Goal: What is needed is the run of lines from the one with "Would you be able to mark the unfinished" through the close of the data, set down exactly.

Listed records:
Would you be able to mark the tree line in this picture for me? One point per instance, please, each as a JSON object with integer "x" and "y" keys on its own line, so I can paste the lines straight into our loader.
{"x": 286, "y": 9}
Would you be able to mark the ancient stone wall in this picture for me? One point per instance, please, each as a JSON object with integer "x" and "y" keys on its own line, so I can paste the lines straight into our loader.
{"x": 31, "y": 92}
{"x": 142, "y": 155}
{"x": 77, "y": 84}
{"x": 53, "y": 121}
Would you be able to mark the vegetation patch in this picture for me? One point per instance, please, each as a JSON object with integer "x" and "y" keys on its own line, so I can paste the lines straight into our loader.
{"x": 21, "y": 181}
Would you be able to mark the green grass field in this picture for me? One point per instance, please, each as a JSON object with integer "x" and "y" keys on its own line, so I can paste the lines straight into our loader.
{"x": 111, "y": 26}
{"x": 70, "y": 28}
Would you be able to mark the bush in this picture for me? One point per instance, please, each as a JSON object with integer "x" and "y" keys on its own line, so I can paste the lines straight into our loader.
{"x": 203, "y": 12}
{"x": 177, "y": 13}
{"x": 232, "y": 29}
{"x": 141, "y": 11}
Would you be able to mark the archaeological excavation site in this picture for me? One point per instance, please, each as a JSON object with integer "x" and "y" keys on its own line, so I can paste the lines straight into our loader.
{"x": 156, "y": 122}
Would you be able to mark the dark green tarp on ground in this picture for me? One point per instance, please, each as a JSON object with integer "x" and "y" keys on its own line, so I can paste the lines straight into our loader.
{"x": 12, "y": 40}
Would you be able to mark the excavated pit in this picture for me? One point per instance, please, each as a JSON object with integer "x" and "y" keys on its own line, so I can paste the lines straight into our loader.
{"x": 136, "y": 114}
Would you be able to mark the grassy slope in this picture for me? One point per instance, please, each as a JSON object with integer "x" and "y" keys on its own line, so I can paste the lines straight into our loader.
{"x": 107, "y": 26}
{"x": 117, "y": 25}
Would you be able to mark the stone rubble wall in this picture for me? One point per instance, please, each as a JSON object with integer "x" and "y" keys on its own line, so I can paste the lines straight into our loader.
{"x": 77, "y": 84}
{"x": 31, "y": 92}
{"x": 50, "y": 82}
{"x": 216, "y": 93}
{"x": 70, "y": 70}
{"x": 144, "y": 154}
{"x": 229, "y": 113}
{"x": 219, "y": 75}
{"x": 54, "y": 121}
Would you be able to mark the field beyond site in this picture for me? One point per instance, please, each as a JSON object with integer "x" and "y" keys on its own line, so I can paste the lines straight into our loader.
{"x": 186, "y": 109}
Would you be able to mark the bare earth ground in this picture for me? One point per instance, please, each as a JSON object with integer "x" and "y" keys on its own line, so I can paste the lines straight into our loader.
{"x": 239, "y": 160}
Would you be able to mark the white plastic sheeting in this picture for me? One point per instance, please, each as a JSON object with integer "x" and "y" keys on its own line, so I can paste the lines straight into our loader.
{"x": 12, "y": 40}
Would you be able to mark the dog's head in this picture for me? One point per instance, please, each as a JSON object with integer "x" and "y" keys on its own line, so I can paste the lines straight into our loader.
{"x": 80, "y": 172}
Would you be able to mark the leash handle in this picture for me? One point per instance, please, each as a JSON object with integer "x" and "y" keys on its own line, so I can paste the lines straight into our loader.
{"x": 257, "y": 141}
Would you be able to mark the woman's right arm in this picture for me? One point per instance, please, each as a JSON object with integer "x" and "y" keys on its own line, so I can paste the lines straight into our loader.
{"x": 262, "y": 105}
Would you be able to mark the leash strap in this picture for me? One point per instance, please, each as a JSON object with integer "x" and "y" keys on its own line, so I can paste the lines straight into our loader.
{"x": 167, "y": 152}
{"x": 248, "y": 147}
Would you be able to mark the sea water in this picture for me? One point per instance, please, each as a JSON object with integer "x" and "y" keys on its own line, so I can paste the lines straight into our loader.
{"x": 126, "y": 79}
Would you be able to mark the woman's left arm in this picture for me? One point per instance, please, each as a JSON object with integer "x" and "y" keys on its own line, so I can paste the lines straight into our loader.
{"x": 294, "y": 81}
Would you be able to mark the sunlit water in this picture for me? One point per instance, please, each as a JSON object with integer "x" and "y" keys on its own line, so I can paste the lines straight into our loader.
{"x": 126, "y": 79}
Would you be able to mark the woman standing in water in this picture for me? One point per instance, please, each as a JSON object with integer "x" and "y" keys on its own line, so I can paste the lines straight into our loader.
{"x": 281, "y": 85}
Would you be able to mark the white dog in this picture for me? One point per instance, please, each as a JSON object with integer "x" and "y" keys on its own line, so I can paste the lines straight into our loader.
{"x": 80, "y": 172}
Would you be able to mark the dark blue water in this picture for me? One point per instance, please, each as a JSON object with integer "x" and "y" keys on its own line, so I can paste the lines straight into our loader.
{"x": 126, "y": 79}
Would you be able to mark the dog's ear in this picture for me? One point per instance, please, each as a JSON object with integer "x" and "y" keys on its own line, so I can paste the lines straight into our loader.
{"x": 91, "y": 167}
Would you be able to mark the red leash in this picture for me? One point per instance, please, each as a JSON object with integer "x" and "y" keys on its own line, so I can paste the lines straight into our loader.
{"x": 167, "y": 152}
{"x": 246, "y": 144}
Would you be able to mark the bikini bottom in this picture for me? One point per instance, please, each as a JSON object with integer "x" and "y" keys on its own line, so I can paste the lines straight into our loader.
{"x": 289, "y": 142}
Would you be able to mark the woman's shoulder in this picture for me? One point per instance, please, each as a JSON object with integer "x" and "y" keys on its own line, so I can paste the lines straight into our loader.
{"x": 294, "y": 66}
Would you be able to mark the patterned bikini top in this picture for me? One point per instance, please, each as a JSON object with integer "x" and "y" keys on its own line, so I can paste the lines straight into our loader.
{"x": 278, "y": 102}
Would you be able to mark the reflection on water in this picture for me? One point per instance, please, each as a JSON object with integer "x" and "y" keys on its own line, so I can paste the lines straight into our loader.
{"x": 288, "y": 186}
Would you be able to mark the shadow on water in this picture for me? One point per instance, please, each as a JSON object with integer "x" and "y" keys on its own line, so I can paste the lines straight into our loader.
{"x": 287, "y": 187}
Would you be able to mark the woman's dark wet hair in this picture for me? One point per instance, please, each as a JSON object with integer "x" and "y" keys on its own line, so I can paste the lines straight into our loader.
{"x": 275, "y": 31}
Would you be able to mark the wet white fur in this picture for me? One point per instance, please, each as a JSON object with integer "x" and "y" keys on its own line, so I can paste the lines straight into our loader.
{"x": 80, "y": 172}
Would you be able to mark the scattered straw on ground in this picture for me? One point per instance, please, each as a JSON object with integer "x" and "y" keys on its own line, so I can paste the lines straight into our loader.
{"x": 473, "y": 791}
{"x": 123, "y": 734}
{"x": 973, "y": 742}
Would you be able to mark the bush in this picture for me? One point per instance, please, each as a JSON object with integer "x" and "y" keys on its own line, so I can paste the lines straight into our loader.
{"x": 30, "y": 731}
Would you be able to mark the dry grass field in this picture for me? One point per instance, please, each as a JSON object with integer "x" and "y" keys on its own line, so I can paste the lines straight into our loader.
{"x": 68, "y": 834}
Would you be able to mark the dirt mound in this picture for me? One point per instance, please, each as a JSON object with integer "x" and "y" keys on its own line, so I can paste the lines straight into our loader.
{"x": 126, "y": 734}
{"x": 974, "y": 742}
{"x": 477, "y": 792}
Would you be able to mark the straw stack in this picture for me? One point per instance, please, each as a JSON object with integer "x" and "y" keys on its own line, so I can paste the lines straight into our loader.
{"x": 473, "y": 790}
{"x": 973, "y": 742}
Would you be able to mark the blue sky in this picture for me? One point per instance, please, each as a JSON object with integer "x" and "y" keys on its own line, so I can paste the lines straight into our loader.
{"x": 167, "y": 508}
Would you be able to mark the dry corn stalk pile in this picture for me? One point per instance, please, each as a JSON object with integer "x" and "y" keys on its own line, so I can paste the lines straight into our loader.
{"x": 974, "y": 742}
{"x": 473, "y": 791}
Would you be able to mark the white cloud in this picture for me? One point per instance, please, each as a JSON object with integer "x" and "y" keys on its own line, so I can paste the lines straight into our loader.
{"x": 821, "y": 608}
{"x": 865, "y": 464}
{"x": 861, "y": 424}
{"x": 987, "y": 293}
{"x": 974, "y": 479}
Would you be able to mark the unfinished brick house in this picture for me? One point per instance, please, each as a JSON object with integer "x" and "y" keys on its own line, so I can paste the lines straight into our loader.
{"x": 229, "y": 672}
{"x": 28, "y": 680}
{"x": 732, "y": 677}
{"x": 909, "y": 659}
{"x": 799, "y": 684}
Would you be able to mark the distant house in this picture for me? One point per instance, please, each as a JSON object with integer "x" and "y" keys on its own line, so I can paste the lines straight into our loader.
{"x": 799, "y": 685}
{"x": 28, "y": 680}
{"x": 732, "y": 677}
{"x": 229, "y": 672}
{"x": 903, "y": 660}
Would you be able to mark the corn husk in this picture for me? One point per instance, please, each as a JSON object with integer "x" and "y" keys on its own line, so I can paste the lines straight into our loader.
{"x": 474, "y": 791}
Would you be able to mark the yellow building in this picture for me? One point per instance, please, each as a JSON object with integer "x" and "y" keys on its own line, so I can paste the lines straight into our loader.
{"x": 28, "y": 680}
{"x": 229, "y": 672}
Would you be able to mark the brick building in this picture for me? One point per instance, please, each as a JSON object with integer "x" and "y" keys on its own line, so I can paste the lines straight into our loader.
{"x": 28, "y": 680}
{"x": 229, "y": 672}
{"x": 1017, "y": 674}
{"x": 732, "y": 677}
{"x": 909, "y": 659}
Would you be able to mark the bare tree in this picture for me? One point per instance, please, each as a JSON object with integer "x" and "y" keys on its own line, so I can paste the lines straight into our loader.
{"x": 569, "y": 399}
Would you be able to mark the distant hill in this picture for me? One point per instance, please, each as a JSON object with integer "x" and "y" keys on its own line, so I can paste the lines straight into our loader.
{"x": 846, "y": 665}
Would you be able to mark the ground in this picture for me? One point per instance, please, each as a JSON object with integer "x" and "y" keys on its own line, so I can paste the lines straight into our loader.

Correct answer:
Would you be able to mark the unfinished brick house in this picture for me? One point per instance, please, each as a JSON object with integer "x" and "y" keys on its own line, so I can paste the lines straight into our loader.
{"x": 229, "y": 672}
{"x": 28, "y": 680}
{"x": 732, "y": 677}
{"x": 909, "y": 659}
{"x": 799, "y": 684}
Would you be able to mark the distant house in this picture for me? One point per instance, please, each as a JSON object with integer "x" and "y" keys on its own line, so I can paste the lines straight into our loader.
{"x": 799, "y": 685}
{"x": 28, "y": 680}
{"x": 732, "y": 677}
{"x": 229, "y": 672}
{"x": 903, "y": 660}
Would you be able to mark the corn husk in this picture for me? One point per instance, please, each as a JSON object with integer "x" and "y" keys on its own line, so I can paste the lines straight into our loader.
{"x": 474, "y": 791}
Would you be able to mark the yellow building in this picture for me? One point per instance, please, each as a JSON object with integer "x" and "y" keys on its own line, so I can paste the lines straight into our loader.
{"x": 28, "y": 680}
{"x": 229, "y": 672}
Would you be able to mark the brick building in this picture for me? One point per instance, please, each as a JSON object with integer "x" and "y" keys on its own line, so I can paste the lines straight into our loader.
{"x": 28, "y": 680}
{"x": 229, "y": 672}
{"x": 1017, "y": 674}
{"x": 732, "y": 677}
{"x": 909, "y": 659}
Would you be able to mark the bare tree in this picture for me? One point per instance, please, each as a JSON object with integer "x" and "y" keys on its own line, so I can paste the lines straight into our loader.
{"x": 569, "y": 399}
Would you be able to mark the distant hill in this picture for me? One point per instance, please, each as a JSON object with integer "x" and "y" keys on its own line, so I can paste the lines straight into our loader.
{"x": 846, "y": 665}
Would you be able to mark the ground in this picture for me? One point per instance, please, each as a JSON object with integer "x" and "y" keys on its own line, so I can paste the lines straight into our loader.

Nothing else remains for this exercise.